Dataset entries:
○ ○ ○
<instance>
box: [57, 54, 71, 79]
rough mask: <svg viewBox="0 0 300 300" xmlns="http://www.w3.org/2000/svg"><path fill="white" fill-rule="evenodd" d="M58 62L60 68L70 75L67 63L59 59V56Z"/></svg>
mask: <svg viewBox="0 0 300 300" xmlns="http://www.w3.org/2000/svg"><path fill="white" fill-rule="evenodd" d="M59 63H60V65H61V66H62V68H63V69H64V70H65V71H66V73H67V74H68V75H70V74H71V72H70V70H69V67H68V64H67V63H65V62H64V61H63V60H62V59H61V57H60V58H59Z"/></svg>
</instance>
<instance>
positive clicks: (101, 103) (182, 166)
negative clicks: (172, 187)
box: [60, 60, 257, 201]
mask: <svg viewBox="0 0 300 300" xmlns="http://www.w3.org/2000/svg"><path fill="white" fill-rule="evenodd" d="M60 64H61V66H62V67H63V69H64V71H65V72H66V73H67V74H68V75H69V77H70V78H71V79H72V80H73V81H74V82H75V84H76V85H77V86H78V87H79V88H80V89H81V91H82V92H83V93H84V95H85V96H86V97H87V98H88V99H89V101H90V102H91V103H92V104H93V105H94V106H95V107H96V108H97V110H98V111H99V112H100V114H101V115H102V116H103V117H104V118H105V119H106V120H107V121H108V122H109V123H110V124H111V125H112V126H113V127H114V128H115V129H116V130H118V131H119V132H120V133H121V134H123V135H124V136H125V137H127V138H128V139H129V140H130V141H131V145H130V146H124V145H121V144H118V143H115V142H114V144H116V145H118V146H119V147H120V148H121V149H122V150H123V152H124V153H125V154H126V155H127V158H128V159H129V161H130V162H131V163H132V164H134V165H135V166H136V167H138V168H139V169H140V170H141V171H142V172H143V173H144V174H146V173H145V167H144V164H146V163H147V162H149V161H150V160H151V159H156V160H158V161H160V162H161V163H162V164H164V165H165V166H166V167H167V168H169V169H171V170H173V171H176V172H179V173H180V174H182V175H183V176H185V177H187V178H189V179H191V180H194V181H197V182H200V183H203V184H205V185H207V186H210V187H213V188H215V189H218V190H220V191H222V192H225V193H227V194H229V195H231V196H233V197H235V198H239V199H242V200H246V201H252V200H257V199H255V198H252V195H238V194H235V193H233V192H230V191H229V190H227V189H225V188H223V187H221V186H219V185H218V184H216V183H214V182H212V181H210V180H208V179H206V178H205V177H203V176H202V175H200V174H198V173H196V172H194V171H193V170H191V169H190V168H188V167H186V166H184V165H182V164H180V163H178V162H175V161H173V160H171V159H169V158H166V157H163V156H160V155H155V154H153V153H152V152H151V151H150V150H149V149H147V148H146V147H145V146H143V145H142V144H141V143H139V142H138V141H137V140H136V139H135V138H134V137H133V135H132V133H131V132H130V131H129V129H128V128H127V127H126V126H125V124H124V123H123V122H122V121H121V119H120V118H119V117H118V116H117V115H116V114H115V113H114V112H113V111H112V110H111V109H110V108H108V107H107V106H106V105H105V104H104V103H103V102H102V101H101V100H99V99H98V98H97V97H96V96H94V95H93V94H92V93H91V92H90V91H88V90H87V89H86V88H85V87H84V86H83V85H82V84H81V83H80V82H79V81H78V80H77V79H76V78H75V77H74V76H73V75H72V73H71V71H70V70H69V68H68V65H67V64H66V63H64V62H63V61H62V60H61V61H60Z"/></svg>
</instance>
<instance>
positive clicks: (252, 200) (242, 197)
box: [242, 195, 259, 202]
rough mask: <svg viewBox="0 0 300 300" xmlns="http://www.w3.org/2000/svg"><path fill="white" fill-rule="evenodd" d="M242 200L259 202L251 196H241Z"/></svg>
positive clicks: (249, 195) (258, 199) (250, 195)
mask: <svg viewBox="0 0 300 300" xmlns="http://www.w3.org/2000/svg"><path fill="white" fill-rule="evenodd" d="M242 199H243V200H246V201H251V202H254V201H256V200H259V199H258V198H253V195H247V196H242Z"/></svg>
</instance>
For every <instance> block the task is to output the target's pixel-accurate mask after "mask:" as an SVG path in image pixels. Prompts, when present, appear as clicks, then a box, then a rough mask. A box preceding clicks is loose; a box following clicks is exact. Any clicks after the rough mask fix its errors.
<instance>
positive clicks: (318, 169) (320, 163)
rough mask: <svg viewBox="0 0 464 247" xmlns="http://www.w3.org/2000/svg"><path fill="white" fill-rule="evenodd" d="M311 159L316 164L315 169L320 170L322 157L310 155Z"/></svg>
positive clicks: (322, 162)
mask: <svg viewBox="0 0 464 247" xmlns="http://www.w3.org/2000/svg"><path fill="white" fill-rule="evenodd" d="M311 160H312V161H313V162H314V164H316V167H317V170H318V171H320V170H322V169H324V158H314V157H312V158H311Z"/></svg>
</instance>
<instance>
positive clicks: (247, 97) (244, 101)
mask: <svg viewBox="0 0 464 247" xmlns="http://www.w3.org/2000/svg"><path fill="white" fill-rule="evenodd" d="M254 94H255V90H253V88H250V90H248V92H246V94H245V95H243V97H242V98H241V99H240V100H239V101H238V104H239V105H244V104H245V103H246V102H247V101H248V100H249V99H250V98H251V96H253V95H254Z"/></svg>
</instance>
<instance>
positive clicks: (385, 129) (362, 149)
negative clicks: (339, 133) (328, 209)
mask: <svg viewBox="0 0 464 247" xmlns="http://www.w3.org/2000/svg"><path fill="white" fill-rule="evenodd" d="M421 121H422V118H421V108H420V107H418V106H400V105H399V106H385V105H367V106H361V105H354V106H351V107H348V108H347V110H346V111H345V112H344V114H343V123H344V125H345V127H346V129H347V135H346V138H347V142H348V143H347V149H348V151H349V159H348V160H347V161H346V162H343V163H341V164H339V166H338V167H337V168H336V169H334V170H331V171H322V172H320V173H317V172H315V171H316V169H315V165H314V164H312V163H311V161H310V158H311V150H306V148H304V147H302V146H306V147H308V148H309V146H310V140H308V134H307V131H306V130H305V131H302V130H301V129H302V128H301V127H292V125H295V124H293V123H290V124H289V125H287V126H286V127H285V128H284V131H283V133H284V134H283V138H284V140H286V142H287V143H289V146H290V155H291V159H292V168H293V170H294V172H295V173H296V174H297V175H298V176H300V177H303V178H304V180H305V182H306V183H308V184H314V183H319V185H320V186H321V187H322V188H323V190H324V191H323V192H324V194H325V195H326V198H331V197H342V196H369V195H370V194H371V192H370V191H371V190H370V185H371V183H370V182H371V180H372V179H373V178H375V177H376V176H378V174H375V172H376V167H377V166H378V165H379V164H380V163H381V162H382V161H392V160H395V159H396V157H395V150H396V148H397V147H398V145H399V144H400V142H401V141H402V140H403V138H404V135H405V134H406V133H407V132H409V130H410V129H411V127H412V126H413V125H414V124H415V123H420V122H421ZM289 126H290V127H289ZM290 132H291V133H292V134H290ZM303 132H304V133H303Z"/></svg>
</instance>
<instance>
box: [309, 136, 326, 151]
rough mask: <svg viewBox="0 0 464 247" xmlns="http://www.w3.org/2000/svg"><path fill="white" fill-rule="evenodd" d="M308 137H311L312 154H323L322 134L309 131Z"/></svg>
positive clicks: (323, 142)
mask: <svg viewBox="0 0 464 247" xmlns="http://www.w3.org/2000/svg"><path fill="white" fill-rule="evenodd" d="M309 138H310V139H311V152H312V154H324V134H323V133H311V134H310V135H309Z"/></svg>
○ ○ ○
ACTIVITY:
Please reproduce all of the entries above exactly as they appear.

WRITTEN ANSWER:
<instance>
box: [57, 54, 71, 79]
rough mask: <svg viewBox="0 0 300 300" xmlns="http://www.w3.org/2000/svg"><path fill="white" fill-rule="evenodd" d="M58 62L60 68L70 75L67 63L59 59V56Z"/></svg>
mask: <svg viewBox="0 0 300 300" xmlns="http://www.w3.org/2000/svg"><path fill="white" fill-rule="evenodd" d="M59 63H60V65H61V66H62V68H63V69H64V70H65V71H66V73H67V74H68V75H70V74H71V72H70V70H69V67H68V64H67V63H65V62H64V61H63V60H62V59H61V57H60V58H59Z"/></svg>
</instance>
<instance>
positive clicks: (101, 103) (182, 166)
negative clicks: (172, 187)
box: [60, 60, 257, 201]
mask: <svg viewBox="0 0 300 300" xmlns="http://www.w3.org/2000/svg"><path fill="white" fill-rule="evenodd" d="M60 64H61V66H62V67H63V69H64V71H65V72H66V73H67V74H68V75H69V77H70V78H71V79H72V80H73V81H74V82H75V84H76V85H77V86H78V87H79V88H80V89H81V91H82V92H83V93H84V95H85V96H86V97H87V98H88V99H89V101H90V102H91V103H92V104H93V105H94V106H95V107H96V108H97V110H98V111H99V112H100V114H101V115H102V116H103V117H104V118H105V119H106V120H107V121H108V122H109V123H110V124H111V125H112V126H113V127H114V128H115V129H116V130H118V131H119V132H120V133H121V134H123V135H124V136H125V137H127V138H128V139H129V140H130V141H131V145H130V146H124V145H121V144H118V143H115V142H114V144H116V145H118V146H119V147H120V148H121V149H122V150H123V152H124V153H125V154H126V155H127V158H128V159H129V161H130V162H131V163H132V164H134V165H135V166H136V167H138V168H139V169H140V170H141V171H142V172H143V173H144V174H146V173H145V167H144V164H146V163H147V162H149V161H150V160H151V159H156V160H158V161H160V162H161V163H162V164H164V165H165V166H166V167H167V168H169V169H171V170H173V171H176V172H179V173H180V174H182V175H183V176H185V177H187V178H189V179H191V180H194V181H197V182H200V183H203V184H205V185H207V186H210V187H213V188H215V189H218V190H220V191H222V192H225V193H227V194H229V195H231V196H233V197H235V198H239V199H242V200H246V201H252V200H257V199H255V198H252V195H238V194H235V193H233V192H230V191H229V190H227V189H225V188H223V187H221V186H219V185H218V184H216V183H214V182H212V181H210V180H208V179H206V178H205V177H203V176H202V175H200V174H198V173H196V172H194V171H193V170H191V169H190V168H188V167H186V166H184V165H182V164H180V163H178V162H175V161H173V160H171V159H169V158H166V157H163V156H160V155H155V154H153V153H152V152H151V151H150V150H149V149H147V148H146V147H145V146H143V145H142V144H141V143H139V142H138V141H137V140H136V139H135V138H134V137H133V135H132V133H131V132H130V131H129V129H128V128H127V127H126V126H125V124H124V123H123V122H122V121H121V119H120V118H119V117H118V116H117V115H116V114H115V113H114V112H113V111H112V110H111V109H110V108H108V107H107V106H106V105H105V104H104V103H103V102H102V101H101V100H99V99H98V98H97V97H96V96H94V95H93V94H92V93H91V92H90V91H88V90H87V89H86V88H85V87H84V86H83V85H82V84H81V83H80V82H79V81H78V80H77V79H76V78H75V77H74V76H73V75H72V73H71V71H70V70H69V68H68V65H67V64H66V63H64V62H63V61H62V60H61V61H60Z"/></svg>
</instance>
<instance>
positive clicks: (252, 200) (242, 197)
box: [242, 195, 259, 202]
rough mask: <svg viewBox="0 0 300 300" xmlns="http://www.w3.org/2000/svg"><path fill="white" fill-rule="evenodd" d="M242 200L259 202L251 196H241Z"/></svg>
positive clicks: (249, 195) (258, 199) (250, 195)
mask: <svg viewBox="0 0 300 300" xmlns="http://www.w3.org/2000/svg"><path fill="white" fill-rule="evenodd" d="M242 199H243V200H246V201H251V202H254V201H256V200H259V199H258V198H253V195H247V196H242Z"/></svg>
</instance>
For every <instance> block the task is to output the target's pixel-accurate mask after "mask:" as an SVG path in image pixels. Prompts, when present, appear as clicks, then a box, then a rough mask. A box preceding clicks is loose; a box following clicks is exact. Any clicks after the rough mask fix its errors.
<instance>
positive clicks: (318, 169) (320, 163)
rough mask: <svg viewBox="0 0 464 247" xmlns="http://www.w3.org/2000/svg"><path fill="white" fill-rule="evenodd" d="M311 159L316 164L315 169L320 170L322 157L310 155Z"/></svg>
positive clicks: (322, 162)
mask: <svg viewBox="0 0 464 247" xmlns="http://www.w3.org/2000/svg"><path fill="white" fill-rule="evenodd" d="M311 160H312V161H313V162H314V164H316V167H317V170H318V171H320V170H322V169H324V158H314V157H312V158H311Z"/></svg>
</instance>
<instance>
positive clicks: (247, 97) (244, 101)
mask: <svg viewBox="0 0 464 247" xmlns="http://www.w3.org/2000/svg"><path fill="white" fill-rule="evenodd" d="M254 94H255V90H253V88H250V90H248V92H246V94H245V95H243V97H242V98H241V99H240V100H239V101H238V104H239V105H244V104H245V103H246V102H247V101H248V100H249V99H250V98H251V96H253V95H254Z"/></svg>
</instance>
<instance>
positive clicks: (385, 129) (362, 149)
negative clicks: (339, 133) (328, 209)
mask: <svg viewBox="0 0 464 247" xmlns="http://www.w3.org/2000/svg"><path fill="white" fill-rule="evenodd" d="M421 121H422V118H421V108H420V107H418V106H400V105H399V106H385V105H367V106H361V105H354V106H351V107H348V108H347V110H346V111H345V112H344V114H343V123H344V125H345V127H346V129H347V135H346V138H347V142H348V143H347V149H348V151H349V159H348V160H347V161H346V162H343V163H341V164H339V166H338V167H337V168H336V169H334V170H331V171H322V172H320V173H317V172H315V171H316V169H315V165H314V164H312V163H311V161H310V158H311V150H306V148H304V147H302V146H306V147H308V148H309V146H310V140H308V134H307V131H306V130H305V131H302V130H301V129H302V128H301V127H292V125H295V124H293V123H290V124H289V125H287V126H286V127H285V128H284V131H283V133H284V134H283V138H284V140H286V142H287V143H289V146H290V155H291V159H292V168H293V170H294V172H295V173H296V174H297V175H298V176H300V177H303V178H304V180H305V182H306V183H308V184H314V183H319V185H320V186H321V187H322V188H323V190H324V191H323V192H324V194H325V195H326V198H331V197H342V196H369V195H370V194H371V192H370V191H371V190H370V185H371V183H370V182H371V180H372V179H373V178H375V177H376V176H378V174H375V172H376V167H377V166H378V165H379V164H380V163H381V162H382V161H392V160H395V159H396V157H395V150H396V148H397V147H398V145H399V144H400V142H401V141H402V140H403V138H404V135H405V134H406V133H407V132H409V130H410V129H411V127H412V126H413V125H414V124H415V123H420V122H421ZM289 126H290V127H289ZM290 132H291V133H292V134H290ZM303 132H304V133H303Z"/></svg>
</instance>
<instance>
box: [309, 136, 326, 151]
rough mask: <svg viewBox="0 0 464 247" xmlns="http://www.w3.org/2000/svg"><path fill="white" fill-rule="evenodd" d="M308 137H311L312 154H323L322 134L309 131Z"/></svg>
positive clicks: (323, 142)
mask: <svg viewBox="0 0 464 247" xmlns="http://www.w3.org/2000/svg"><path fill="white" fill-rule="evenodd" d="M309 138H310V139H311V152H312V154H324V134H323V133H311V134H310V135H309Z"/></svg>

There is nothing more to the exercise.